Aim of the task
In one to three sentences, explain why the VQNet installation steps below tell Windows and Linux users to confirm that their GPU supports the sm_80 or sm_86 architecture.

Steps of VQNet Installation

VQNet python package Installation

We provide precompiled Python packages for installation on Linux, Windows, macOS 13+ (arm64), supporting Python 3.10.

Download the corresponding archive from the official website, extract it, navigate to the extracted directory, and run the following steps:

# For Windows
./install.batch
# For macOS and Linux
./install.sh

For Windows and Linux systems, the pyvqnet package includes built-in acceleration features for classic neural network computations based on Nvidia CUDA, which depends on the specific version of NVIDIA CUDA 12.6 runtime libraries (automatically installed with the package). The package is optimized for the following CUDA architectures: sm_80 (NVIDIA A100, A30 series data center GPUs) and sm_86 (NVIDIA GeForce RTX 30 series consumer GPUs). Please ensure you are using a GPU that supports these architectures; otherwise, the program may not function correctly.

Raw records
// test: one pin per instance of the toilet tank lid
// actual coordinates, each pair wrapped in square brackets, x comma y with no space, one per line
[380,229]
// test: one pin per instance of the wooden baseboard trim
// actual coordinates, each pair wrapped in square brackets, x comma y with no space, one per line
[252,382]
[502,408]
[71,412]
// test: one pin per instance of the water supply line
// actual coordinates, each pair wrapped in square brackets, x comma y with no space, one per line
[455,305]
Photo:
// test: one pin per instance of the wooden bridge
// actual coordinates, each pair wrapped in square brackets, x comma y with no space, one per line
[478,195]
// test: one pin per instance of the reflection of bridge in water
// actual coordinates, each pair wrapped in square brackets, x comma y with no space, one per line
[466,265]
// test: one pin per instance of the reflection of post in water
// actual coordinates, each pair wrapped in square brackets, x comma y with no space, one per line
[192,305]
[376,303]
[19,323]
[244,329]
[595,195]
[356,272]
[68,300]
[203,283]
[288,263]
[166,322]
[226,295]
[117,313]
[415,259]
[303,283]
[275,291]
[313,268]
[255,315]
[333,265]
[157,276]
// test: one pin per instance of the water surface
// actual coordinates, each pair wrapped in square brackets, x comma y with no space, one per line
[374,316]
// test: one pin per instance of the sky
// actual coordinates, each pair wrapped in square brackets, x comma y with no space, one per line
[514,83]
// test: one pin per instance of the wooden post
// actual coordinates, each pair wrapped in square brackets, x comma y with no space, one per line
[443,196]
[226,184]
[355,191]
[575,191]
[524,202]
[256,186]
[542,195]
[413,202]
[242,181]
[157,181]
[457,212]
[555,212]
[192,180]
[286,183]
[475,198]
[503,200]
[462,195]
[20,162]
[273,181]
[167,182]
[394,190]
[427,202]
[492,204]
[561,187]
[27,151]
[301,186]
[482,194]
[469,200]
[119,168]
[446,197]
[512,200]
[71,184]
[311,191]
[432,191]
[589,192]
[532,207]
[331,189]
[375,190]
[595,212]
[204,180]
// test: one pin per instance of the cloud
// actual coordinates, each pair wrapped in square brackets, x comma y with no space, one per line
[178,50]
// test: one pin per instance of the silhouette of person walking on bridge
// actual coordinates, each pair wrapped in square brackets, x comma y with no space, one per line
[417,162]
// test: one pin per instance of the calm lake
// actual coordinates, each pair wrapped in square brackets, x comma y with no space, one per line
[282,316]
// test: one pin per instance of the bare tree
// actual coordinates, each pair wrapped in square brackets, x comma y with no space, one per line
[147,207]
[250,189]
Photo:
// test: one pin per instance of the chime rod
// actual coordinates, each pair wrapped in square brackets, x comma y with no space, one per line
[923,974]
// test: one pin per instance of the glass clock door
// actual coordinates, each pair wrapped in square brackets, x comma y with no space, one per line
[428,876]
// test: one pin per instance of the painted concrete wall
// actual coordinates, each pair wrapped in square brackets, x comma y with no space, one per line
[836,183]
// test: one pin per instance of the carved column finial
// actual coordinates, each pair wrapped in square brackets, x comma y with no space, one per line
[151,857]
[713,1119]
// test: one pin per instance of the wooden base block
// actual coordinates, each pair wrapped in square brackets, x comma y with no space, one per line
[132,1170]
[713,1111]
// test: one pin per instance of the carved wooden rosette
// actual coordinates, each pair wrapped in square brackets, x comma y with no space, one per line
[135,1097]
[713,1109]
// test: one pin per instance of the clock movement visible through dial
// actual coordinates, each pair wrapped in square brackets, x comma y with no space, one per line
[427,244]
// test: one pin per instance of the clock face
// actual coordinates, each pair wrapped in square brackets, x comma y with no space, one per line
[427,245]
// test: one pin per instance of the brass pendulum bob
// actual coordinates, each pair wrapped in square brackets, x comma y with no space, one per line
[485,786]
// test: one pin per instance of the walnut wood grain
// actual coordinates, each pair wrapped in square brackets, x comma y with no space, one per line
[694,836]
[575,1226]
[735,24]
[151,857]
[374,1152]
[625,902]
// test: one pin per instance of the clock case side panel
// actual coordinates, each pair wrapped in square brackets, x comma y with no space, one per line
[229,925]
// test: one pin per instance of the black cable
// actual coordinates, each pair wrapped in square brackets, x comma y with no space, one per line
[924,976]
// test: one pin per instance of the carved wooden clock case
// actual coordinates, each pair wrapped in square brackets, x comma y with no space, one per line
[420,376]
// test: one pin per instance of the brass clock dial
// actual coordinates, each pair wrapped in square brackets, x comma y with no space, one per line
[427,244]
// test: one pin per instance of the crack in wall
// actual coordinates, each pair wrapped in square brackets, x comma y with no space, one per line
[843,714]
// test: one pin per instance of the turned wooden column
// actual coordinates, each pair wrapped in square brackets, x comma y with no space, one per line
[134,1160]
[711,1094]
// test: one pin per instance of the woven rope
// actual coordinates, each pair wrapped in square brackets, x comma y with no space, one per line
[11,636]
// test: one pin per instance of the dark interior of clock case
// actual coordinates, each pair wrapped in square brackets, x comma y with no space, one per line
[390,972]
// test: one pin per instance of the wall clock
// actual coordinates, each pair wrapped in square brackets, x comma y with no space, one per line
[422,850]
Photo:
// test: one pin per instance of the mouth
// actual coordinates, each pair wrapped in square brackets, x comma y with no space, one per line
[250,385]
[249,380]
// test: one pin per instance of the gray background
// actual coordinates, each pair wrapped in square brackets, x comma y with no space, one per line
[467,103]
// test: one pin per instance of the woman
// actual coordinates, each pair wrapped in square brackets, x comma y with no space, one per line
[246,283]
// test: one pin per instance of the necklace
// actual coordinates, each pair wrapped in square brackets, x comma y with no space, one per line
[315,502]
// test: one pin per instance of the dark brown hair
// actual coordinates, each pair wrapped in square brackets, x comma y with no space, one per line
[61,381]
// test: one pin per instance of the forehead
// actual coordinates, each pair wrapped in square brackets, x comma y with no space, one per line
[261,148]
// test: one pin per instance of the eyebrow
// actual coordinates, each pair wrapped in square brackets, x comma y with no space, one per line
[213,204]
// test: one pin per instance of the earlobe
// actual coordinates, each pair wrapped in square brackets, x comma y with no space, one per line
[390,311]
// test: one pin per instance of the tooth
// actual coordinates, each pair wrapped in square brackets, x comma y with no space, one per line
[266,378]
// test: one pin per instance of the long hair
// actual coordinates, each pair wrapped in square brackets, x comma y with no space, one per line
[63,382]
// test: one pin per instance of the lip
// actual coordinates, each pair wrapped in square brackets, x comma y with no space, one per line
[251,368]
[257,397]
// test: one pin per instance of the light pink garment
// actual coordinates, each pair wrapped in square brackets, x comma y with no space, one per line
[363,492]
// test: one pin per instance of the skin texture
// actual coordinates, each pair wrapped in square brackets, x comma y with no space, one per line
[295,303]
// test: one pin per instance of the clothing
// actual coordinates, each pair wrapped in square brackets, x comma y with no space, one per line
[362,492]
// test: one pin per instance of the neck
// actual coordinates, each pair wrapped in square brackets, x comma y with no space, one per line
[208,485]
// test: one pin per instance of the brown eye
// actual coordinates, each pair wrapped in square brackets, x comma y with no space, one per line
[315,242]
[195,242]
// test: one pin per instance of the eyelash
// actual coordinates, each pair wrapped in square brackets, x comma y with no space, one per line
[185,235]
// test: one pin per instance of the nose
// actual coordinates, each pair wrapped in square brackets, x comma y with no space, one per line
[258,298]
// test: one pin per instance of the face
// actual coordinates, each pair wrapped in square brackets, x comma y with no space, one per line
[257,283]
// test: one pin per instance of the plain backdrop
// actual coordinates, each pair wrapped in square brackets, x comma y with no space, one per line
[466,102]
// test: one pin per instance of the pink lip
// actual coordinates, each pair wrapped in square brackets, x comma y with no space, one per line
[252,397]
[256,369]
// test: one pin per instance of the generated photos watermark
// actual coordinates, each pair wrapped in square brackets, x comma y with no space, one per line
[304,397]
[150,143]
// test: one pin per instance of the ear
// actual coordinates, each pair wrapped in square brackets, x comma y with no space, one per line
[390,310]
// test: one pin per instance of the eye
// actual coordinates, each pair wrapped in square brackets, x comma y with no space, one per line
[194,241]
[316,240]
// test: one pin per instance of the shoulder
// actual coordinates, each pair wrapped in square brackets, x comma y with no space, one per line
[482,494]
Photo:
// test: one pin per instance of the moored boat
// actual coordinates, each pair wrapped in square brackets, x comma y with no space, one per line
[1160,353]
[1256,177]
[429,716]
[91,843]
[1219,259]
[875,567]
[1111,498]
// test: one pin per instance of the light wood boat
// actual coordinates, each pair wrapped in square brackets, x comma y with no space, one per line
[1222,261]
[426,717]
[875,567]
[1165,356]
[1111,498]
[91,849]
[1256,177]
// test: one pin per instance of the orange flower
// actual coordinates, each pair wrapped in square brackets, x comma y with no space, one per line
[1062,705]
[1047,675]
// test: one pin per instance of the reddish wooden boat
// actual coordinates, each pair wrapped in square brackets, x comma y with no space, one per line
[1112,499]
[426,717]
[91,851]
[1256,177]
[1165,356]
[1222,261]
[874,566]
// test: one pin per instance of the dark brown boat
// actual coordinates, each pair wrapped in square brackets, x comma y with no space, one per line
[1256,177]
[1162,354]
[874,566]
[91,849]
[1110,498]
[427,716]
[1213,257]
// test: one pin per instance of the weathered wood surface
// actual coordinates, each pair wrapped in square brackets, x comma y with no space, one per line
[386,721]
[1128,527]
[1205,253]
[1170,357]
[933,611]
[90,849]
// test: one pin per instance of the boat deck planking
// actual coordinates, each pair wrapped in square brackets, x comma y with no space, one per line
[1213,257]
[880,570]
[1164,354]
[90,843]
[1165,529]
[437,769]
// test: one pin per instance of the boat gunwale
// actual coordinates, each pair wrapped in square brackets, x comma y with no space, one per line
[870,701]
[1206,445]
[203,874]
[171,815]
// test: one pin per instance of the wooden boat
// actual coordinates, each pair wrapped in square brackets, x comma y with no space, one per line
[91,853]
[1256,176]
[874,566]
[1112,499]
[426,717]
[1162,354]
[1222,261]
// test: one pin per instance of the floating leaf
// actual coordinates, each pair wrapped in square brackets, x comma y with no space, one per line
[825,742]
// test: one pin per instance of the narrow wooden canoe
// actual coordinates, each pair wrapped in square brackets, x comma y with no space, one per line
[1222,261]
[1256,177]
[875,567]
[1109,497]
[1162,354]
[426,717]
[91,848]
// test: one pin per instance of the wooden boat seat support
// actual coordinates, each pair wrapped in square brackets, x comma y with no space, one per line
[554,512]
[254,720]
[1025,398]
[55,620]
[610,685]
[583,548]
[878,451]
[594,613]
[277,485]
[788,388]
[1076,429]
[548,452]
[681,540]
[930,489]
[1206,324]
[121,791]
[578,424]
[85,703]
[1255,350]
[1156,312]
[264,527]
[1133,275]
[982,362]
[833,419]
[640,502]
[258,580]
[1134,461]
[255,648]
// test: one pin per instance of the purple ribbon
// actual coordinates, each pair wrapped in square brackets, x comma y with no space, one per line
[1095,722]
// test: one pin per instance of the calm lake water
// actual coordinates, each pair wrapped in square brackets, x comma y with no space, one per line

Output
On Windows and Linux, the pyvqnet package includes CUDA-based acceleration for classic neural network computations. That acceleration is optimized for sm_80 (NVIDIA A100 and A30 series) and sm_86 (NVIDIA GeForce RTX 30 series). On a GPU without support for these architectures, the program may not function correctly.